====== Records for this exercise ======
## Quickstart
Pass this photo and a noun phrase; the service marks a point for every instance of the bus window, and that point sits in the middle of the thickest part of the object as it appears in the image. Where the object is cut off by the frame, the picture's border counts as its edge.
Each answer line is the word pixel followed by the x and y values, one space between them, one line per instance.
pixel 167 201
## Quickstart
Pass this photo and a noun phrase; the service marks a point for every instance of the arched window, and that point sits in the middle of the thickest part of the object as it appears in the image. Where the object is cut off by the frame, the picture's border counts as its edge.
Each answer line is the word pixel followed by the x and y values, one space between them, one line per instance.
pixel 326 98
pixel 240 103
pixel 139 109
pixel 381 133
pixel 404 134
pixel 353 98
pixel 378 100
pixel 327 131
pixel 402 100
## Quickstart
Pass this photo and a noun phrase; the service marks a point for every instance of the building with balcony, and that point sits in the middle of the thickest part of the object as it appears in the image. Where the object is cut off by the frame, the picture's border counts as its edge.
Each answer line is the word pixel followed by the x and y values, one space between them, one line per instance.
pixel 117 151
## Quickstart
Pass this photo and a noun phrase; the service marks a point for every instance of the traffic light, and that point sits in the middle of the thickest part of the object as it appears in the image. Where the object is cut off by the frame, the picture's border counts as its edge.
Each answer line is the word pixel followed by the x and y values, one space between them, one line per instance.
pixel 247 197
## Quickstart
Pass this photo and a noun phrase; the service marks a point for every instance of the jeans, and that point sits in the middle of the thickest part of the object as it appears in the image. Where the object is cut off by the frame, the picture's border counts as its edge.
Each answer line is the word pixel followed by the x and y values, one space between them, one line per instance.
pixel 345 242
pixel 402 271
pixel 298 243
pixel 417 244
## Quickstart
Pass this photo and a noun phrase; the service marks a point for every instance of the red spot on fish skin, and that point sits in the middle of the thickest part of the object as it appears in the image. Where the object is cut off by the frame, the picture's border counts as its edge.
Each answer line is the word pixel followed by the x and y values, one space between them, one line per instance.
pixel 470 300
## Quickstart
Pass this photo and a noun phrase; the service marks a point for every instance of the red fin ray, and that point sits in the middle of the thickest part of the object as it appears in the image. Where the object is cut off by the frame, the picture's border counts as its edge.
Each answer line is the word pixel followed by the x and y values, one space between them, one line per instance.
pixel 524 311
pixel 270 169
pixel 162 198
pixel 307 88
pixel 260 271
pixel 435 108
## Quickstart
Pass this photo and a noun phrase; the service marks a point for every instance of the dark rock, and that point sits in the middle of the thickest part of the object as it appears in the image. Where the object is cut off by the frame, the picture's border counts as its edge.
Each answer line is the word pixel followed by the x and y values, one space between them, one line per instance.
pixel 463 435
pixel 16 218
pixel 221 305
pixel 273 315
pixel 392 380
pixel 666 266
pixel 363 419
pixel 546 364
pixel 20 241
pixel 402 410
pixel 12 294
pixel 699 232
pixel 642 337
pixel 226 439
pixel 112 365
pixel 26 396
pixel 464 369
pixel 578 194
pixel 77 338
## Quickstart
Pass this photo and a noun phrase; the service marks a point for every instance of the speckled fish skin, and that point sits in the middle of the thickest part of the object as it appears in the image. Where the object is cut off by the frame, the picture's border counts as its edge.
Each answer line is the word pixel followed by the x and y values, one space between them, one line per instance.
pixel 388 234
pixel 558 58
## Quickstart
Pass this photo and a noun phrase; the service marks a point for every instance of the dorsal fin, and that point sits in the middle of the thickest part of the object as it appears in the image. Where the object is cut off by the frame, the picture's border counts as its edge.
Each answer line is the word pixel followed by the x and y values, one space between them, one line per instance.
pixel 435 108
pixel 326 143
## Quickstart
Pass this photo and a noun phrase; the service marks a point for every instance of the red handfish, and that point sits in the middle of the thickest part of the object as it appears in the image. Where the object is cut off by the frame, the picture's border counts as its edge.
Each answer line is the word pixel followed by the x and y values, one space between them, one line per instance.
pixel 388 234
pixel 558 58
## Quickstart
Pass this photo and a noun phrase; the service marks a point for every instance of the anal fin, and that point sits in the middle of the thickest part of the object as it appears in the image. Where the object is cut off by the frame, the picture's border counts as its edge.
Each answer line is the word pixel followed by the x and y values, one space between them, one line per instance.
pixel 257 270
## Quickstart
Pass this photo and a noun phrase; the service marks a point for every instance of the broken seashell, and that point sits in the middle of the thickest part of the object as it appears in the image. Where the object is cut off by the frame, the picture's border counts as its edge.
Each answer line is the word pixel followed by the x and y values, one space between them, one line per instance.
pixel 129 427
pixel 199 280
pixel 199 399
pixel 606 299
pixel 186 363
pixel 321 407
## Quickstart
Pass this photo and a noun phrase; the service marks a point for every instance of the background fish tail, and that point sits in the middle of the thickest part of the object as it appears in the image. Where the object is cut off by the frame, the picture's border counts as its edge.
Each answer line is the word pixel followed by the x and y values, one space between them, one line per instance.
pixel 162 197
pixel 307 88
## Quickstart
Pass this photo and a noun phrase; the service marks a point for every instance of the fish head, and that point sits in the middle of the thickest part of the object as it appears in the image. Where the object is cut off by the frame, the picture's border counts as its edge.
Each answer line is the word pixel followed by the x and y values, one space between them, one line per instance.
======
[Task description]
Scale the section of the material from its start through the line containing "pixel 167 201", with both ends included. Write those lines out again, requests and all, multiplying each coordinate in the answers by 2.4 and rounding to whole numbers, with halves rounded up.

[Task result]
## Quickstart
Pass this photo and a noun phrase; the service marks a point for every instance of the bus window, and that point sits in the middle of the thickest part of the object as it appears in the image. Where the object is cut off by the frame, the picture's border counts as its edge.
Each answer line is the word pixel followed by the x and y values, one space between them, one line per instance.
pixel 401 482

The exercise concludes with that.